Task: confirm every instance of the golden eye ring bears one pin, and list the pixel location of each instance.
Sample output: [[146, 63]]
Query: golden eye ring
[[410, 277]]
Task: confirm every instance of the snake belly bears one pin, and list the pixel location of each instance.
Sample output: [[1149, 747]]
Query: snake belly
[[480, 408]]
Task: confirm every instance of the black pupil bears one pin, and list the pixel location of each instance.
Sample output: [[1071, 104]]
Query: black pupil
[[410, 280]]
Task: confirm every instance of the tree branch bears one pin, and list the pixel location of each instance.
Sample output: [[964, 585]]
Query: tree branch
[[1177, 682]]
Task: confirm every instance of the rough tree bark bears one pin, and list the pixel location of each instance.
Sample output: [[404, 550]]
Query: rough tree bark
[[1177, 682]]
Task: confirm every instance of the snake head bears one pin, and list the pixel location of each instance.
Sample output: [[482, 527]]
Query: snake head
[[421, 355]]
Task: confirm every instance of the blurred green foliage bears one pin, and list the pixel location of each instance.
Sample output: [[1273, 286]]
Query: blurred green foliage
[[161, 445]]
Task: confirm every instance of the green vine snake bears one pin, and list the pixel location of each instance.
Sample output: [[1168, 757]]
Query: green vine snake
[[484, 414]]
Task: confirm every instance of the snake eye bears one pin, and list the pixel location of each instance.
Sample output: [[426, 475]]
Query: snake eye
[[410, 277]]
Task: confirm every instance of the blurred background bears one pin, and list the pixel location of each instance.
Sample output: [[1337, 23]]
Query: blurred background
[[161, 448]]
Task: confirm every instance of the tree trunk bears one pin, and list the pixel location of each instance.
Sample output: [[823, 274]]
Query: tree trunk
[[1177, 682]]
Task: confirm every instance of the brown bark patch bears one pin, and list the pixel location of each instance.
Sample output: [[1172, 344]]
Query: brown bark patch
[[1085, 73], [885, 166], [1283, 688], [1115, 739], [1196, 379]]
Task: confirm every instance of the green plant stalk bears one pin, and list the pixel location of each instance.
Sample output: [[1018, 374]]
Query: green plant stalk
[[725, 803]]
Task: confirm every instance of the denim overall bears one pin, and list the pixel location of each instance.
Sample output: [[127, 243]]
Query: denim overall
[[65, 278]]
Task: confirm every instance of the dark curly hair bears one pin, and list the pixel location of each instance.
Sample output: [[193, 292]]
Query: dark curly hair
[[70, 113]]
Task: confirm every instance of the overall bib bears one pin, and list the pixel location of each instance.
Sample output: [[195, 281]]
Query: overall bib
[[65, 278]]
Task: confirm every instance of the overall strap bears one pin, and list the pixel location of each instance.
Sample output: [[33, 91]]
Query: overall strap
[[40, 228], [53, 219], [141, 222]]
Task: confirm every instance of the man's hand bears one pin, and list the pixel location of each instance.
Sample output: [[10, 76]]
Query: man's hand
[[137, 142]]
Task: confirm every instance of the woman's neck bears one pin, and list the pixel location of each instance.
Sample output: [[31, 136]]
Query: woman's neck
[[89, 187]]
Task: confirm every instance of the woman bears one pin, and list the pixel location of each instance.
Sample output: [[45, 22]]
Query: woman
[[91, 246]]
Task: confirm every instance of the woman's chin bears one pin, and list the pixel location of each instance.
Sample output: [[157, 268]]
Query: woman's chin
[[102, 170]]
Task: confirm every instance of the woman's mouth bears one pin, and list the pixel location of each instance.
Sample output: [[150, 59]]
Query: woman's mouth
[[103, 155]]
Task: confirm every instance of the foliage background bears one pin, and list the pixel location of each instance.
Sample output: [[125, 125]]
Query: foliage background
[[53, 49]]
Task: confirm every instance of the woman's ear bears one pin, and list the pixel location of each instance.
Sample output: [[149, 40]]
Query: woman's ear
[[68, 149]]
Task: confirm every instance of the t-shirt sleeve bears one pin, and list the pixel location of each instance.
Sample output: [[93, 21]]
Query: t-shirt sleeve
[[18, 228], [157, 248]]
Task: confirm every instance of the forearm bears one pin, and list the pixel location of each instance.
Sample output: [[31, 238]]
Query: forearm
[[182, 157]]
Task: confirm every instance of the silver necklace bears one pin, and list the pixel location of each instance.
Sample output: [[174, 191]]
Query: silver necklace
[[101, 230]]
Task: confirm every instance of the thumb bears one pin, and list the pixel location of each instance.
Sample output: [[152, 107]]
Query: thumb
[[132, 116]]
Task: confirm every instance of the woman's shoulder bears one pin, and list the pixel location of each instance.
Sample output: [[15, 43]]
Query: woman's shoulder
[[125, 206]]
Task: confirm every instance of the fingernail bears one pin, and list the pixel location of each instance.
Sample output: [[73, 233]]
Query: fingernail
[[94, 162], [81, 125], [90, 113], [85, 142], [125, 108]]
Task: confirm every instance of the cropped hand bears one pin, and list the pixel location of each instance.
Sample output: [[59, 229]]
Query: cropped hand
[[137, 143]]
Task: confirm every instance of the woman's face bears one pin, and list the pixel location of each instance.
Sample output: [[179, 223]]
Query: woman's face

§ **Instructions to follow**:
Copy the material above verbatim.

§ **Output for this task**:
Task: confirm every instance of the golden eye ring bears one pin, and list the pixel location of each instance.
Sample output: [[146, 63]]
Query: golden eye ring
[[410, 277]]
Task: confirm every instance of the snake belly bears one pin, and list the pixel location of each instance.
Sample output: [[1149, 747]]
Query: snake belly
[[480, 408]]
Task: confirm every instance of the black pupil bears one pin, and list the pixel location of each instance.
Sample output: [[1071, 104]]
Query: black pupil
[[410, 280]]
Task: confirm every instance of the tree branch bears one pin, and list the pixel location of each instance.
Sample output: [[964, 585]]
Query: tree branch
[[1177, 682]]
Task: confirm every instance of the rough tree bark bears one pin, and list the pixel location of each instance.
Sample output: [[404, 550]]
Query: rough tree bark
[[1177, 682]]
Task: confirm every instance of the snake head bears one pin, and list the pixel location of each instance.
Sample output: [[482, 527]]
Query: snake head
[[421, 355]]
Task: confirm every instance of the blurred green foliage bears one pin, and list the pixel location of each instance.
Sample output: [[1273, 286]]
Query: blurred green foliage
[[161, 445]]
Task: confirm every instance of the green vine snake bears one pin, and list the pixel location of each instance.
Sample output: [[1168, 757]]
Query: green vine snake
[[484, 414]]
Task: confirm every instance of the snake eye bears one pin, and list the pixel location of each instance.
Sample output: [[426, 475]]
Query: snake eye
[[410, 277]]
Task: confirm every instance of the blurred background bears one pin, and list the pixel location of each instance.
Sample output: [[1337, 23]]
Query: blurred background
[[161, 448]]
Task: confirm every instance of the tree trunk bears one pin, and list the pixel location of each instance.
Sample output: [[823, 274]]
Query: tree trunk
[[1177, 682]]
Task: confirm every instance of the brown bark patch bears one pin, and list the pixel location of each instance.
Sample output: [[1172, 344]]
Query: brown bark patch
[[1085, 73], [885, 166], [1283, 688], [1115, 739], [1196, 379]]
Task: confirm every instance of the green plant stalk bears one pin, and list the pixel location of each instance.
Sample output: [[1018, 374]]
Query: green plant stalk
[[725, 803]]
Task: confirm every instance of the denim overall bears one pin, and list the pixel location of each instance.
Sample output: [[127, 243]]
Query: denim overall
[[65, 278]]
Task: confirm every instance of the dark curly hair bears one pin, and list the pixel location of each instance.
Sample output: [[193, 292]]
Query: dark curly hair
[[70, 113]]
Task: confirm every instance of the overall bib bears one pin, and list the pixel location of each instance.
Sample output: [[195, 281]]
Query: overall bib
[[65, 278]]
Task: confirm every instance of the overall strap bears one pin, and list the pixel location of each instance.
Sample output: [[33, 91]]
Query: overall strap
[[40, 228], [53, 219], [141, 222]]
Task: confirm every instance of the man's hand bears one pin, and list the pixel location of each instance.
Sample output: [[10, 76]]
Query: man's hand
[[137, 142]]
Task: confirm every instance of the woman's neck bears one pin, and list the pixel location of each instance.
Sample output: [[31, 136]]
Query: woman's neck
[[89, 187]]
Task: confirm every instance of the woman bears one pin, and list the pixel location of each instance.
Sample output: [[45, 22]]
Query: woman
[[91, 246]]
Task: confirm every instance of the woman's chin bears one pin, and list the pixel location of each instance.
Sample output: [[157, 268]]
Query: woman's chin
[[102, 170]]
Task: confirm every instance of the woman's mouth bears one pin, and list the pixel location of each instance.
Sample output: [[150, 59]]
Query: woman's mouth
[[103, 155]]
Task: confirm every instance of the foliage background bears one pin, and list the pixel location of each instance.
Sample output: [[125, 125]]
Query: foliage background
[[53, 49]]
Task: confirm every instance of the woman's ear bears one pin, and list the pixel location of each instance.
Sample output: [[149, 40]]
Query: woman's ear
[[68, 149]]
Task: confirm every instance of the t-shirt sleeve bears one pin, and list the pixel location of each instance.
Sample output: [[93, 21]]
Query: t-shirt sleeve
[[18, 228], [157, 248]]
Task: confirm every instance of the forearm bears one pin, and list the pixel location of each instance.
Sample output: [[31, 238]]
Query: forearm
[[182, 157]]
Task: confirm every instance of the silver necklace bears one pin, and list the pixel location of each instance.
Sample output: [[174, 191]]
Query: silver necklace
[[101, 230]]
Task: confirm every instance of the thumb bears one pin, and list the pixel location of each instance.
Sample output: [[152, 107]]
Query: thumb
[[132, 116]]
Task: confirm every instance of the woman's shoulder bears one pin, and list the pixel location of each instance.
Sample output: [[15, 43]]
Query: woman's shoulder
[[125, 206]]
Task: confirm every instance of the fingernail bears one pin, and list the pixel location of each instance.
Sample output: [[73, 233]]
Query: fingernail
[[94, 162], [81, 125], [90, 113], [85, 142], [125, 108]]
Task: confirm every instance of the cropped hand bears one pin, and list the pixel location of each instance.
Sample output: [[59, 229]]
Query: cropped hand
[[137, 143]]
Task: confirm every instance of the woman's face bears one pin, and list the pixel location of each instance.
Sample output: [[179, 223]]
Query: woman's face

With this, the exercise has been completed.